** Begin **

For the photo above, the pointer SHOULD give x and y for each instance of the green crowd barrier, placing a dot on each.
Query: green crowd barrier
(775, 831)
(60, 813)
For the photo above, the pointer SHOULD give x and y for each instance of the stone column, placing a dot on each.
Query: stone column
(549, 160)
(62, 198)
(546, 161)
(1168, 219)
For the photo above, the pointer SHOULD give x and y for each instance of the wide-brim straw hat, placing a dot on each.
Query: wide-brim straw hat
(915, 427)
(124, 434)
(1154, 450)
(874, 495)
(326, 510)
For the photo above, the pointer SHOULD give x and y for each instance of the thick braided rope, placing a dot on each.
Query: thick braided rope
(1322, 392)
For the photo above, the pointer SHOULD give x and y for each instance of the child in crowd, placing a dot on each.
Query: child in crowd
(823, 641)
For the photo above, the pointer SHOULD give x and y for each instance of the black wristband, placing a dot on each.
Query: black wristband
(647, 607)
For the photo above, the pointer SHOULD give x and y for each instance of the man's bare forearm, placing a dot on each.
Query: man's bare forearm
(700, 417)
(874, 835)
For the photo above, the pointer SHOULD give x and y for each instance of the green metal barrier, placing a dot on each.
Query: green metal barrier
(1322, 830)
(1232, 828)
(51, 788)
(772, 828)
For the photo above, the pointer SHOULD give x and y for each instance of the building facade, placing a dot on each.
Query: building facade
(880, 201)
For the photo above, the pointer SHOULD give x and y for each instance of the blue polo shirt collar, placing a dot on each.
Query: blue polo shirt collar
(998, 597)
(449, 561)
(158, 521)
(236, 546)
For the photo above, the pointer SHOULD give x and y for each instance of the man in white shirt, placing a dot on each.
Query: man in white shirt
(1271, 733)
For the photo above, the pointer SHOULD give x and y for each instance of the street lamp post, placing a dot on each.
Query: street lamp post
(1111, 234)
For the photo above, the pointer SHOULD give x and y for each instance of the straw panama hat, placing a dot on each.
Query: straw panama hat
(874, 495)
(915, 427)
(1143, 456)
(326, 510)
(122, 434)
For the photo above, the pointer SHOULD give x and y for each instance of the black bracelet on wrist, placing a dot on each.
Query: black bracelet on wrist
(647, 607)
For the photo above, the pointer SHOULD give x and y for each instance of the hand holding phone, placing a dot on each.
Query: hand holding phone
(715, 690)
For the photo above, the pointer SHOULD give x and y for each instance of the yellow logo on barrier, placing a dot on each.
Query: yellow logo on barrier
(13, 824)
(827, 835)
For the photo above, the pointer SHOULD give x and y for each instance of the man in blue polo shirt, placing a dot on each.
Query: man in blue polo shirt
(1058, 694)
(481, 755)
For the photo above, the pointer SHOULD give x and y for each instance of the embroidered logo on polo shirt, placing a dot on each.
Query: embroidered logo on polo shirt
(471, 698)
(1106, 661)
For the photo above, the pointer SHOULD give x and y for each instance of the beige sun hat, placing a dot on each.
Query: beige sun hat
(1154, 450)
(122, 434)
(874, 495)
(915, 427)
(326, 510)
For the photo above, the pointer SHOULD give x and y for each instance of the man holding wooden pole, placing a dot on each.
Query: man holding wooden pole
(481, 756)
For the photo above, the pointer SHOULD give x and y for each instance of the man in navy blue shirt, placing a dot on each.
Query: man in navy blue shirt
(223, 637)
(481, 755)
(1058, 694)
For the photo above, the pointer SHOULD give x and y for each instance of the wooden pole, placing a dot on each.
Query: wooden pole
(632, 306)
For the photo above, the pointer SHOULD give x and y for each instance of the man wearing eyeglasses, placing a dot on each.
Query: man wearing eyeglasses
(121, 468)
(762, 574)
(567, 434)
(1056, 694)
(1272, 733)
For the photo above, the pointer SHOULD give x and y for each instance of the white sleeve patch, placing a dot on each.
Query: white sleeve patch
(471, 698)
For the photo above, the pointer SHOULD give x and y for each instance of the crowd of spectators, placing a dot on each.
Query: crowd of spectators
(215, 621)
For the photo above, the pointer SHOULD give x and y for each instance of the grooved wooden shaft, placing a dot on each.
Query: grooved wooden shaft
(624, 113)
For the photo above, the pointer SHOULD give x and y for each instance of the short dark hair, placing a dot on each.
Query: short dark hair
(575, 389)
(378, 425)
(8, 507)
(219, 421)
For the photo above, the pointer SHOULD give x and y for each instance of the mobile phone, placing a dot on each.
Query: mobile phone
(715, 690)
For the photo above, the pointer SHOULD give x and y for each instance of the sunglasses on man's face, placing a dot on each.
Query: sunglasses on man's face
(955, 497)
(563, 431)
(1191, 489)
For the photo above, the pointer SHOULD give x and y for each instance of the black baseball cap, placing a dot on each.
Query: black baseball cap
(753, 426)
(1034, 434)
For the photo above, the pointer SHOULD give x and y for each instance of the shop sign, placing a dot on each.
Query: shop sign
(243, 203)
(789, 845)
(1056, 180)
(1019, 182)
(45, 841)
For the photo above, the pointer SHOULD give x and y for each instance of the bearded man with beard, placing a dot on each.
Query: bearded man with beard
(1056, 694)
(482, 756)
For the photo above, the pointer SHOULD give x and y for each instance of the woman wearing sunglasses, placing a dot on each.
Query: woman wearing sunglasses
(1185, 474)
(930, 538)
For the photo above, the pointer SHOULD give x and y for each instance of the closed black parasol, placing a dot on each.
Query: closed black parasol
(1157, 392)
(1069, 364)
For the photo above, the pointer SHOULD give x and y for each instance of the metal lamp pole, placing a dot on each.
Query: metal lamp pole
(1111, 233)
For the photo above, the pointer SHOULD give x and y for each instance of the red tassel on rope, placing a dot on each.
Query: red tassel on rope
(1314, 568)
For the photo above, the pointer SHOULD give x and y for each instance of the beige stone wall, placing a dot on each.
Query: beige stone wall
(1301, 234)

** End **

**Objective**
Recopy the entries above in their entirety, exactly.

**Task output**
For the photo above, the pointer SHOULD give x and y for each instance of the green crowd barrier, placing a dot on each.
Query: green crowd barrier
(775, 831)
(60, 813)
For the photo above, the pointer SHOULD give x and y for each instance of the stone column, placing a dot on each.
Query: stone column
(549, 160)
(62, 198)
(546, 161)
(1168, 219)
For the photo above, the pointer SHOULD give x and y for each instance of the wide-brim straw hat, placing a dot on each.
Query: wide-brim straw hat
(915, 427)
(124, 434)
(1154, 450)
(874, 495)
(326, 510)
For the photo above, the pointer SHOULD give x and y for each instance of the thick braided rope, placing a dot on each.
Query: thick braided rope
(1322, 392)
For the photo above, the pointer SHOULD give x and y for each instance of the child in crowd, placing a dot on each.
Query: child in crowd
(823, 641)
For the photo above, the pointer SHOULD give x and y for each instance of the black wristband, placing a dot on each.
Query: black wristband
(647, 607)
For the photo above, the pointer SHOULD give x and y for each instance of the man's bare forearm, placing a dot on each.
Query: man's bare forearm
(700, 417)
(874, 835)
For the photo above, the pointer SHOULD give x and y for each instance of the green metal barrier, placing a dot on each.
Query: green metal barrier
(1322, 830)
(1232, 828)
(51, 788)
(772, 828)
For the photo above, the pointer SHOULD give x and y for each instance of the building facade, placing a dot on each.
Query: building facade
(880, 201)
For the photo above, the pointer SHOULD give x and y for each instance of the blue polo shirt collar, placing a dot on each.
Query: blue polo shirt collar
(998, 597)
(449, 561)
(158, 521)
(236, 546)
For the photo above, the pointer SHOULD give x and y for each instance of the man in white shirt, placing a dot on each.
Query: man in white shirt
(1271, 733)
For the photo above, the pointer SHOULD give x and y for each instance of the street lamp post, placing a dot on each.
Query: street lamp post
(1111, 234)
For the photo above, the pointer SHOULD give x and y for each instance of the straw panama hat, placing a dot on each.
Query: straw panama hat
(874, 495)
(915, 427)
(1143, 456)
(326, 510)
(122, 434)
For the photo above, the pointer SHOULD give x and y for each instance of the black bracelet on wrist, placing a dot on each.
Query: black bracelet on wrist
(647, 607)
For the photo above, the pointer SHOULD give x and y for each instance of the hand holding phone, placing a dot on each.
Query: hand holding phone
(715, 690)
For the photo above, the pointer SHOULD give x and y for each instance of the yellow logo on barrier, placing a dot on each.
Query: yellow logo on barrier
(13, 824)
(827, 835)
For the photo above, the pointer SHOULD give x and y for each instance of the man in blue polo shirt, placing a dot on each.
Query: man in blue polo shirt
(1058, 694)
(481, 755)
For the photo above, the pointer SHOULD give x and y for each instance of the embroidered logo on polo shirt, placing a dot on each.
Query: embroidered logo on polo shirt
(471, 698)
(1106, 661)
For the photo above, the pointer SHOULD give x and y for each instance of the beige sun hat, placing a dot on each.
Query: beige sun hat
(1154, 450)
(122, 434)
(874, 495)
(915, 427)
(326, 510)
For the photo above, the pointer SHOULD give x and y for each instance of the man holding wooden pole, placing a dot on each.
Query: man holding wooden pole
(481, 756)
For the photo above, the pointer SHOULD give x and y for each instance of the man in navy blue shirt, placing a dot on each.
Query: man in navy blue shirt
(223, 637)
(481, 755)
(1058, 694)
For the photo above, the pointer SHOULD give x and y for each instance of the wooden pole, placing a dot on each.
Query: wooden pole
(632, 306)
For the photo above, the pointer SHOULD give x and y for each instance of the man wearing eyeglasses, placing a dot on each.
Query: man wearing eyeglasses
(121, 468)
(762, 574)
(567, 434)
(1056, 694)
(1272, 733)
For the photo above, the pointer SHOULD give x and y for each instance of the white sleeve patch, placing a dot on each.
Query: white sleeve patch
(471, 698)
For the photo above, the pointer SHOULD give x and y for each instance of the crowd of spectators, placing a dot on each.
Query: crowd of spectators
(215, 621)
For the photo above, the pointer SHOULD give x and y for each instance of the grooved wooden shaft, placing a dot on each.
Query: grooved wooden shaft
(624, 113)
For the photo above, the pointer SHOULD give x and y for each instance of the short dark hair, placing a dot on each.
Query: short dark hair
(575, 389)
(378, 425)
(8, 507)
(219, 421)
For the photo above, the pointer SHOULD give x and y for each instance of the mobile phone, placing a dot on each.
Query: mobile phone
(715, 690)
For the photo above, the pointer SHOULD give x and y for each instance of the sunglasses on man's face, placing a dot on each.
Query: sunglasses on man's face
(955, 497)
(563, 431)
(1191, 489)
For the photo above, the pointer SHOULD give x and y for each instance of the black baseball cap, placing a dot on each.
Query: black baseball cap
(753, 426)
(1034, 434)
For the photo above, the pointer SHOULD give x and y for each instance of the shop sign, placing a dot on each.
Query: shop sign
(243, 203)
(789, 845)
(1056, 180)
(1019, 182)
(45, 841)
For the photo above, the pointer SHOULD give x and y for each instance of the bearded man with beard, placing a dot on each.
Query: bearded man with beard
(1056, 694)
(482, 756)
For the photo above, the pointer SHOULD give x and y for each instance of the woman wearing sunglasses, placing a dot on each.
Query: woman wearing sunglasses
(1185, 474)
(930, 538)
For the photo above, the pointer SHOULD give x and y for each instance of the closed black parasol, placing a dot on each.
Query: closed black parasol
(1157, 392)
(1069, 364)
For the photo above, the pointer SHOULD give x and y for each instance of the metal lamp pole, placing a dot on each.
Query: metal lamp pole
(1111, 233)
For the photo above, the pointer SHOULD give x and y for each instance of the red tassel on rope, placing a dot on each.
Query: red tassel on rope
(1314, 568)
For the photo above, the pointer SHOULD give x and y for each instance of the beige stone wall, placing a dot on each.
Query: beige stone wall
(1301, 234)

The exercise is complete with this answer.